- **STATED PROBLEM A**: Gather every line of the rows that contains the word "bathtub". Case counts.

# 36mos lease price for S3 in US?



## dy2015s3 (Oct 19, 2014)

Any idea how much would be the monthly rate for 36mos lease, 12k mi/yr, 0down for $46k S3?


----------



## SCHWAB0 (Dec 6, 2004)

$700+ ... 

pepper your angus.


----------



## trueunion (Apr 15, 2008)

What state are you in I can help you if you like IM I work at an Audi dealer.


----------



## dy2015s3 (Oct 19, 2014)

trueunion said:


> What state are you in I can help you if you like IM I work at an Audi dealer.


Sterling Hts, MI


----------



## silvrevo (Mar 11, 2010)

Just share your info and leave out sales tax!

Thanks


----------



## Travis Grundke (May 26, 1999)

People I've spoken with have all been in the $700 range. 

If you're looking to lease, you really better like this car because there are a *lot* of options out there at this price point.

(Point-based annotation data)
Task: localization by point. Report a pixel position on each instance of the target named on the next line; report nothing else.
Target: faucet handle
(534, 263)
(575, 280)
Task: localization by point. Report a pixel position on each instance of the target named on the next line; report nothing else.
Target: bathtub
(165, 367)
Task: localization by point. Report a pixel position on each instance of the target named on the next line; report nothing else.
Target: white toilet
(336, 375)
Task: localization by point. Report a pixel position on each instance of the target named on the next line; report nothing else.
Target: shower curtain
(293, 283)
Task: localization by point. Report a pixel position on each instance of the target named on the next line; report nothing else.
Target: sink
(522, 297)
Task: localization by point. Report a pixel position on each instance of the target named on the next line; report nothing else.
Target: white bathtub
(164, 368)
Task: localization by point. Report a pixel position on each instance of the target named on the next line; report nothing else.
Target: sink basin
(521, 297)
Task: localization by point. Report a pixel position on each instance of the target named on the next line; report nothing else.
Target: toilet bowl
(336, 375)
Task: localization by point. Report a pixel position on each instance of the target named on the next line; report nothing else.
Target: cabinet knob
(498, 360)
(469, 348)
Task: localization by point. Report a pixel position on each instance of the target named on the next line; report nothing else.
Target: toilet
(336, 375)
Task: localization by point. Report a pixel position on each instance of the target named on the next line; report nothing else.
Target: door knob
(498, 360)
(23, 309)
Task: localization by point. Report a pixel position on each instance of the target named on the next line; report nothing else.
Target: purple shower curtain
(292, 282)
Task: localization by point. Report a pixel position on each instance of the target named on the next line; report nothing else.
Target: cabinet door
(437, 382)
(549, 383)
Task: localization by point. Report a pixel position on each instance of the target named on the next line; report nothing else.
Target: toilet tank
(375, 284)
==
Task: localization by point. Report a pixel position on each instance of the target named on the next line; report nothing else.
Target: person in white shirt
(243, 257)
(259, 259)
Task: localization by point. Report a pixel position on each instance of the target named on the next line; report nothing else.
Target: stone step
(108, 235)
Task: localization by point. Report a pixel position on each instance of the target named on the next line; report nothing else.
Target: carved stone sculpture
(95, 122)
---
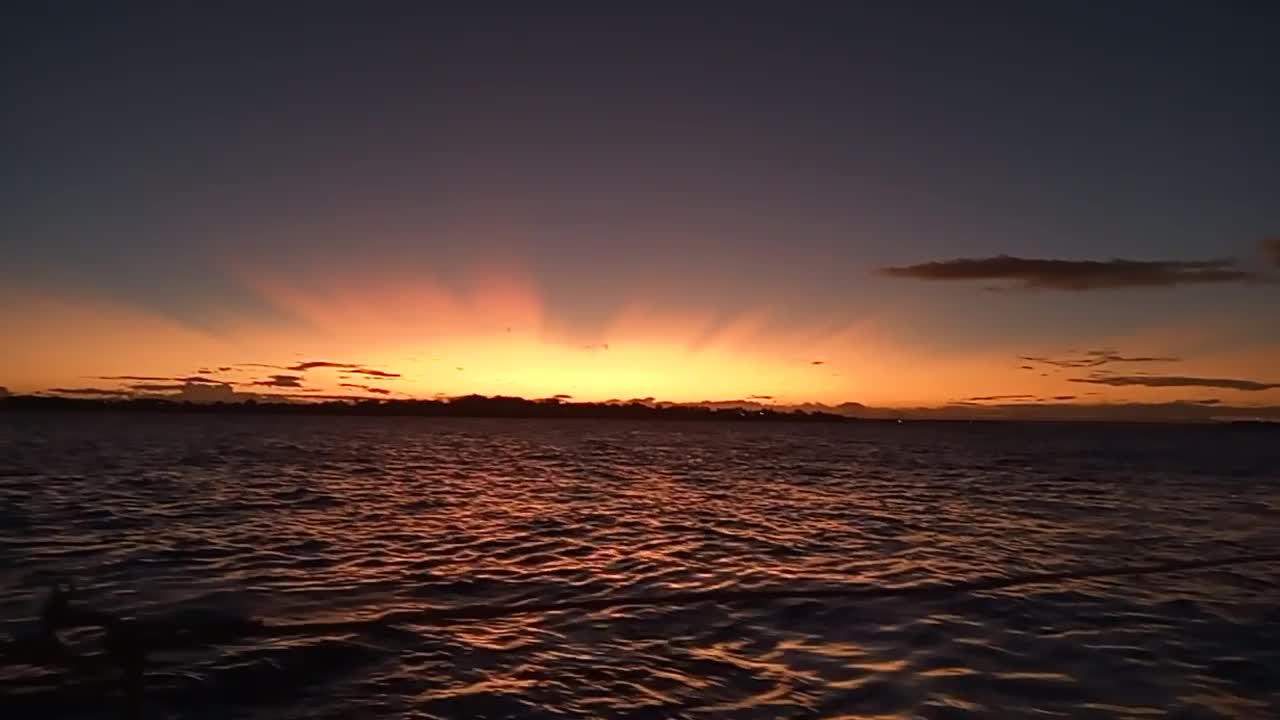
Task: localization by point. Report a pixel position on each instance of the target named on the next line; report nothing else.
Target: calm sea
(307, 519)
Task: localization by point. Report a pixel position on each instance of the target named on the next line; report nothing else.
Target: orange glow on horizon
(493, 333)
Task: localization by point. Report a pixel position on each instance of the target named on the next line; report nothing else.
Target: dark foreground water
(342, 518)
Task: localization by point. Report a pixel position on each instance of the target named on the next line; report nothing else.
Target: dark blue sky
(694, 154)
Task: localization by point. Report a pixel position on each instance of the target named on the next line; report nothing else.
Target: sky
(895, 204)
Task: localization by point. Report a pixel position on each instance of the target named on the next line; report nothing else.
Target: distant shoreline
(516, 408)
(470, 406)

- **STATED PROBLEM B**: Retype part of the lease thread, beginning at the words "People I've spoken" and stopping after "this price point.".

- **EXERCISE RESULT A**:
Target: bathtub
Target: white bathtub

- **EXERCISE RESULT B**:
People I've spoken with have all been in the $700 range. 

If you're looking to lease, you really better like this car because there are a *lot* of options out there at this price point.